Outline entries for images:
______________________________

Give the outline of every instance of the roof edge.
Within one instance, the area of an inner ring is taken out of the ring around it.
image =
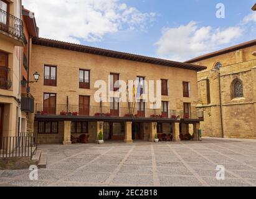
[[[249,47],[253,45],[256,45],[256,39],[255,40],[252,40],[247,42],[242,43],[238,45],[235,45],[226,49],[224,49],[220,50],[215,51],[207,54],[205,54],[196,58],[194,58],[192,59],[189,60],[187,61],[186,61],[184,63],[194,63],[197,62],[199,61],[201,61],[203,60],[206,60],[207,58],[214,57],[216,56],[221,55],[223,54],[225,54],[235,50],[238,50],[242,49]]]
[[[207,67],[204,66],[194,65],[191,63],[174,62],[168,60],[161,59],[158,58],[146,57],[126,52],[100,49],[97,47],[93,47],[80,44],[75,44],[45,38],[34,37],[32,39],[32,44],[34,45],[47,46],[67,50],[73,50],[88,53],[119,59],[129,60],[139,62],[144,62],[159,65],[196,70],[197,72],[206,70],[207,68]]]

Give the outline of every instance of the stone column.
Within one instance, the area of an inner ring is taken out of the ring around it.
[[[198,130],[200,129],[200,123],[193,124],[194,141],[199,141]]]
[[[104,134],[104,123],[103,122],[96,122],[96,128],[95,128],[95,142],[98,143],[98,135],[100,131]]]
[[[133,136],[131,133],[131,122],[125,123],[125,142],[132,143]]]
[[[64,121],[63,144],[71,144],[71,121]]]
[[[154,142],[154,136],[158,133],[156,128],[156,123],[149,123],[149,142]]]
[[[181,141],[179,139],[179,123],[172,123],[171,125],[173,134],[173,141],[174,142],[179,142]]]

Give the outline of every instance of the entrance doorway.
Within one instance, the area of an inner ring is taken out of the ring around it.
[[[133,134],[133,140],[143,139],[141,124],[139,123],[133,123],[131,129]]]

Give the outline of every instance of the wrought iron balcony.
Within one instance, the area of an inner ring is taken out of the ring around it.
[[[179,120],[203,119],[201,113],[192,113],[189,116],[183,114],[182,111],[168,110],[163,111],[160,109],[145,109],[140,110],[137,108],[120,107],[113,109],[111,106],[83,106],[72,104],[36,104],[36,112],[40,115],[73,116],[90,117],[115,117],[115,118],[154,118],[170,119]]]
[[[6,67],[0,67],[0,88],[10,89],[12,84],[11,69]]]
[[[0,9],[0,30],[23,40],[23,23],[16,17]]]

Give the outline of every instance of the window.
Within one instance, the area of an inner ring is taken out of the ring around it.
[[[138,117],[145,116],[145,103],[143,100],[137,102],[137,115]]]
[[[189,82],[183,81],[183,97],[189,98]]]
[[[162,101],[162,116],[164,118],[168,117],[168,102]]]
[[[137,76],[137,81],[138,81],[138,92],[140,92],[140,95],[142,94],[145,94],[145,78],[142,76]]]
[[[220,70],[220,68],[222,67],[222,64],[218,62],[214,65],[214,69],[216,70]]]
[[[9,2],[4,1],[4,0],[0,0],[0,9],[2,11],[4,11],[6,12],[9,12]],[[8,23],[8,17],[7,17],[7,15],[4,14],[4,12],[1,14],[1,17],[0,17],[0,24],[7,24]],[[6,25],[4,25],[2,27],[0,25],[0,29],[4,29],[4,28],[7,28]]]
[[[56,94],[44,93],[44,112],[49,114],[56,114]]]
[[[210,80],[206,80],[206,92],[207,104],[211,104]]]
[[[119,116],[119,99],[110,99],[110,114],[113,116]]]
[[[38,133],[41,134],[58,134],[59,123],[58,122],[39,122]]]
[[[57,67],[52,66],[44,66],[44,80],[45,86],[57,86]]]
[[[235,79],[232,83],[233,96],[232,98],[242,98],[244,97],[244,88],[241,80]]]
[[[162,123],[158,123],[157,131],[158,133],[163,132],[163,124]]]
[[[90,115],[90,96],[79,96],[79,114]]]
[[[90,89],[90,71],[79,70],[79,88]]]
[[[0,88],[6,88],[8,80],[8,55],[0,52]]]
[[[119,89],[119,75],[110,73],[110,91],[117,91]],[[116,82],[117,81],[117,82]]]
[[[162,95],[168,96],[168,80],[161,80],[162,85]]]
[[[71,123],[71,133],[87,134],[88,123],[87,122],[72,122]]]
[[[191,104],[190,103],[184,103],[184,118],[189,119],[190,118],[190,109]]]

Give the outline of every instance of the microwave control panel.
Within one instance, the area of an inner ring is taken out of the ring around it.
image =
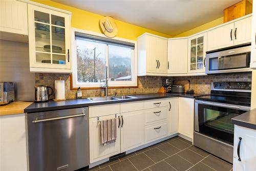
[[[251,82],[214,82],[212,86],[218,90],[251,90]]]

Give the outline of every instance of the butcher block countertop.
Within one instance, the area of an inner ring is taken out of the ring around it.
[[[0,116],[24,113],[24,109],[33,102],[15,101],[0,106]]]

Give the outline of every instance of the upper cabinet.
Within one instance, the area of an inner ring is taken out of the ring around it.
[[[251,16],[208,31],[208,51],[251,41]]]
[[[253,3],[250,67],[256,69],[256,1]]]
[[[206,45],[206,32],[188,38],[188,73],[205,72]]]
[[[28,5],[30,72],[71,73],[70,15]]]
[[[168,40],[167,74],[187,72],[187,38]]]
[[[14,0],[1,0],[0,5],[0,31],[28,35],[27,4]]]
[[[167,73],[167,39],[145,33],[138,38],[138,75]]]

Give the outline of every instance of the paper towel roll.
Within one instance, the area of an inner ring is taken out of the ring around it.
[[[55,99],[65,99],[65,81],[55,80]]]

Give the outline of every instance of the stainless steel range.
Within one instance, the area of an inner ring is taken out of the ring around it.
[[[212,82],[210,95],[196,97],[195,146],[232,163],[231,119],[250,110],[251,87],[250,82]]]

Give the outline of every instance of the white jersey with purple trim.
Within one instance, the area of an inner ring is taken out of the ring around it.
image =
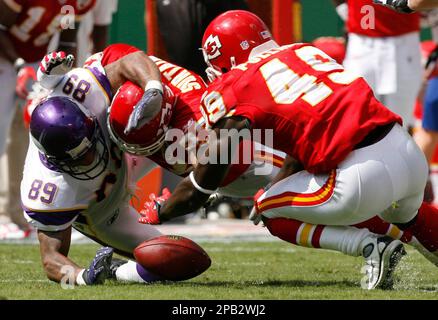
[[[25,217],[39,230],[61,231],[73,224],[101,242],[122,250],[131,249],[132,245],[126,246],[123,239],[129,230],[119,230],[117,234],[123,236],[115,239],[116,233],[109,234],[108,226],[119,216],[132,215],[129,199],[136,182],[155,165],[145,158],[123,154],[111,143],[106,126],[111,91],[103,67],[93,64],[71,70],[49,96],[69,97],[91,111],[105,137],[110,160],[98,177],[78,180],[50,166],[30,139],[21,183]],[[143,237],[147,234],[145,230],[134,232],[130,228],[133,234],[143,234]],[[134,239],[132,243],[135,242]]]

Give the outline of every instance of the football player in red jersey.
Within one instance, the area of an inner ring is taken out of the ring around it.
[[[73,16],[66,15],[74,14],[79,18],[93,7],[94,2],[95,0],[0,0],[0,155],[6,152],[6,141],[8,136],[11,137],[7,151],[8,165],[7,168],[2,168],[8,176],[6,186],[9,189],[7,212],[4,214],[12,221],[6,227],[18,229],[15,233],[6,232],[0,238],[25,237],[29,231],[25,221],[20,218],[22,215],[19,201],[19,168],[24,163],[28,133],[22,125],[20,115],[16,115],[19,113],[15,106],[16,96],[20,99],[26,98],[35,81],[38,62],[46,54],[50,38],[61,30],[61,24],[70,22],[72,28],[61,32],[60,48],[75,52],[75,20]],[[22,101],[18,102],[21,104]]]
[[[110,51],[117,51],[117,48],[110,46]],[[135,50],[135,48],[132,48]],[[179,135],[179,142],[184,141],[184,148],[187,151],[179,158],[179,163],[171,163],[166,157],[166,150],[174,141],[166,139],[164,136],[168,129],[179,129],[189,137],[191,129],[196,126],[203,128],[204,121],[199,110],[199,101],[203,92],[206,90],[202,79],[184,68],[168,63],[164,60],[151,57],[157,64],[162,74],[163,83],[172,91],[169,97],[170,116],[166,116],[163,126],[156,125],[156,121],[149,122],[147,126],[128,135],[124,133],[129,115],[133,106],[138,102],[142,95],[141,88],[132,83],[125,83],[114,97],[110,112],[108,114],[108,129],[113,141],[124,151],[149,157],[161,167],[173,172],[181,177],[186,177],[195,167],[195,163],[188,161],[190,143]],[[158,114],[156,119],[161,119],[162,115]],[[164,130],[163,130],[164,129]],[[161,132],[157,135],[157,133]],[[192,131],[193,132],[193,131]],[[196,145],[197,142],[192,145]],[[196,148],[194,148],[196,149]],[[171,153],[168,153],[169,156]],[[232,165],[227,178],[222,182],[218,192],[230,197],[248,197],[253,195],[259,188],[268,184],[278,173],[284,161],[285,154],[276,150],[263,149],[260,145],[255,145],[254,158],[260,161],[250,164],[239,163]],[[266,175],[256,175],[255,168],[260,169],[264,166],[265,172],[271,172]],[[144,222],[144,218],[140,218]],[[342,251],[343,243],[346,238],[358,242],[361,237],[367,236],[367,231],[349,229],[348,233],[338,230],[338,228],[327,227],[323,225],[311,225],[298,220],[288,220],[287,238],[292,243],[313,248],[330,248]],[[432,263],[438,263],[438,257],[429,255],[409,232],[403,232],[395,225],[384,222],[379,217],[374,217],[366,222],[355,225],[357,228],[367,228],[371,232],[382,235],[389,235],[395,239],[413,245],[421,253],[425,254]],[[359,235],[359,236],[357,236]],[[282,237],[283,238],[283,237]],[[353,247],[353,246],[351,246]],[[344,250],[345,251],[345,250]],[[351,250],[353,251],[353,250]],[[350,252],[351,252],[350,251]],[[350,253],[346,252],[346,253]]]
[[[262,216],[273,235],[290,242],[290,219],[344,230],[343,252],[354,245],[366,258],[369,289],[391,282],[403,246],[387,237],[352,241],[347,225],[379,213],[436,251],[431,230],[438,212],[422,204],[424,155],[400,117],[376,100],[362,78],[312,46],[279,47],[264,23],[245,11],[216,18],[205,32],[203,50],[219,76],[201,105],[219,137],[212,150],[229,151],[230,137],[223,138],[220,129],[272,129],[274,147],[288,154],[278,178],[258,194],[253,218]],[[305,170],[290,170],[291,163]],[[228,167],[199,164],[170,198],[158,197],[147,206],[145,221],[158,224],[196,210]]]

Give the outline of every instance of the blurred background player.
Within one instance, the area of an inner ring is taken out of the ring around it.
[[[347,26],[345,68],[363,76],[409,128],[422,78],[420,15],[403,15],[372,0],[334,2]]]
[[[232,9],[248,9],[248,5],[245,0],[157,0],[159,32],[168,60],[203,75],[202,34],[211,20]]]
[[[77,66],[82,66],[93,53],[102,52],[107,47],[109,28],[117,7],[118,0],[96,0],[95,6],[81,17],[77,31]],[[54,35],[49,52],[57,50],[59,36],[59,32]]]
[[[374,2],[403,13],[438,7],[438,0],[374,0]]]
[[[2,180],[6,180],[9,186],[0,219],[3,221],[0,239],[22,238],[28,234],[19,201],[19,181],[28,133],[20,119],[22,116],[16,107],[15,94],[23,103],[35,80],[36,67],[47,53],[49,41],[56,31],[62,30],[59,48],[68,53],[76,53],[75,24],[94,4],[95,0],[0,1],[0,85],[3,88],[0,93],[0,155],[6,151],[7,138],[15,116],[8,149],[8,169],[3,168],[1,172]]]

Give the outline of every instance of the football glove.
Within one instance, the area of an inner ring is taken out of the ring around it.
[[[435,49],[433,49],[429,57],[427,57],[425,69],[427,70],[432,64],[436,64],[437,60],[438,60],[438,45],[435,47]]]
[[[162,88],[161,90],[158,87],[147,89],[129,116],[128,124],[125,127],[125,134],[129,134],[132,130],[142,128],[152,120],[158,112],[160,112],[162,103]]]
[[[53,89],[73,68],[74,61],[73,55],[66,56],[63,51],[47,54],[40,62],[37,72],[38,81],[44,88]]]
[[[391,8],[401,13],[414,12],[414,10],[409,8],[408,0],[373,0],[373,2]]]
[[[103,247],[96,252],[90,266],[82,273],[86,285],[102,284],[111,276],[113,248]]]
[[[258,225],[260,221],[262,221],[262,215],[257,212],[257,200],[266,192],[265,189],[260,189],[257,191],[257,193],[254,195],[254,207],[252,207],[251,212],[249,214],[249,220],[254,223],[254,225]]]
[[[139,212],[141,217],[138,219],[138,222],[142,224],[161,224],[160,208],[170,196],[171,193],[167,188],[163,189],[163,194],[160,197],[152,193],[149,196],[150,201],[147,201],[144,204],[144,208]]]
[[[126,263],[128,263],[128,260],[113,258],[110,265],[110,278],[117,279],[117,270]]]
[[[26,100],[29,95],[29,90],[32,82],[37,79],[36,72],[32,67],[22,67],[17,73],[17,82],[15,84],[15,93],[23,100]]]

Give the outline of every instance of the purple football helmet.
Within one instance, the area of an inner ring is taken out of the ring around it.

______________________________

PROBLEM REQUIREMENTS: Recast the records from the line containing "Give the outline of every instance of the butcher" up to and including the line containing "[[[167,73],[167,39],[145,33],[138,38],[138,75]]]" as a Markdown table with the columns Row and Line. Number each row and leave out blank lines.

RESULT:
| Row | Line |
|---|---|
| 1 | Give the outline of every instance of the butcher block countertop. |
| 2 | Within one instance, the area of an inner ring is taken out of the ring around it. |
| 3 | [[[0,116],[24,113],[24,109],[33,102],[15,101],[0,106]]] |
| 4 | Give the outline of every instance of the upper cabinet. |
| 5 | Within one instance, the area of an inner ring is taken out of the ring around it. |
| 6 | [[[251,16],[208,31],[208,51],[251,41]]] |
| 7 | [[[253,3],[250,67],[256,69],[256,1]]] |
| 8 | [[[206,45],[206,32],[188,38],[188,73],[205,72]]] |
| 9 | [[[28,5],[30,72],[71,73],[70,15]]] |
| 10 | [[[168,40],[167,74],[187,72],[187,38]]] |
| 11 | [[[14,0],[1,0],[0,5],[0,31],[28,35],[27,4]]] |
| 12 | [[[167,73],[167,39],[145,33],[138,38],[138,75]]] |